WHAT NEEDS TO BE DONE: Rewrite the Instagram network visualization text starting with "That's why scraping" and going on through "how you do it.", switching "several weeks" to "several months".

BEGIN EXCERPT

Inspired by a Medium post by Maxim Piessen, I created this Instagram following network visualiziation project. This repository contains my own implementation of:
- an Instagram Selenium web scraper (located in
/scraper
) which iterates through a list of users and stores their followed accounts in a JSON file. - a D3.js visualization (located in
/presentation
) which uses the data created by the scraper to visualize my Instagram network
This project was a lot of fun and I found out a lot of interesting facts about the connections between my different circles of friends.
Of course it would be a lot cooler to have a website where you can just log in with Instagram and have the application visualize the network for you automatically. However, at the time of writing (September 2022), Instagram has not published any APIs to make something like this possible (and very probably never will)
That's why scraping the data from Instagram is a long and annoying process of repeatedly scraping, getting blocked by Instagram and scraping again over the course of several weeks (depending on how many people you follow on Instagram).
If you want to undergo the process and use this application yourself, here's how you do it.

END EXCERPT
BEGIN LISTED ENTRIES

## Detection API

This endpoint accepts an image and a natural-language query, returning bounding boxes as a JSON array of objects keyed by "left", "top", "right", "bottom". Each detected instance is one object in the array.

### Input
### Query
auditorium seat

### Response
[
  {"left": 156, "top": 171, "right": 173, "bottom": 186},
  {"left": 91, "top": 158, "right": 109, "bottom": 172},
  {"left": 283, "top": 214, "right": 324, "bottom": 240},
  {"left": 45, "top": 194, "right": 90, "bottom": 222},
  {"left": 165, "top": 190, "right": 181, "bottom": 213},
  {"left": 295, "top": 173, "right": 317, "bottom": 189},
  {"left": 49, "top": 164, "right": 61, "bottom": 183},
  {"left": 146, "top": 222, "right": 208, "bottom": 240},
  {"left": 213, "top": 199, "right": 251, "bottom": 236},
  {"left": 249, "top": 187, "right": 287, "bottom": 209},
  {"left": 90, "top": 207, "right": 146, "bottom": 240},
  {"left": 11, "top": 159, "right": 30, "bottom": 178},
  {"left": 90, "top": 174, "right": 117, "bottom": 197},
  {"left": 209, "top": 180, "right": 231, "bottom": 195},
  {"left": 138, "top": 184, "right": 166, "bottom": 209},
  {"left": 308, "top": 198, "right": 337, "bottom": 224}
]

END LISTED ENTRIES

YOUR RESPONSE:
That's why scraping the data from Instagram is a long and annoying process of repeatedly scraping, getting blocked by Instagram and scraping again over the course of several months (depending on how many people you follow on Instagram).
If you want to undergo the process and use this application yourself, here's how you do it.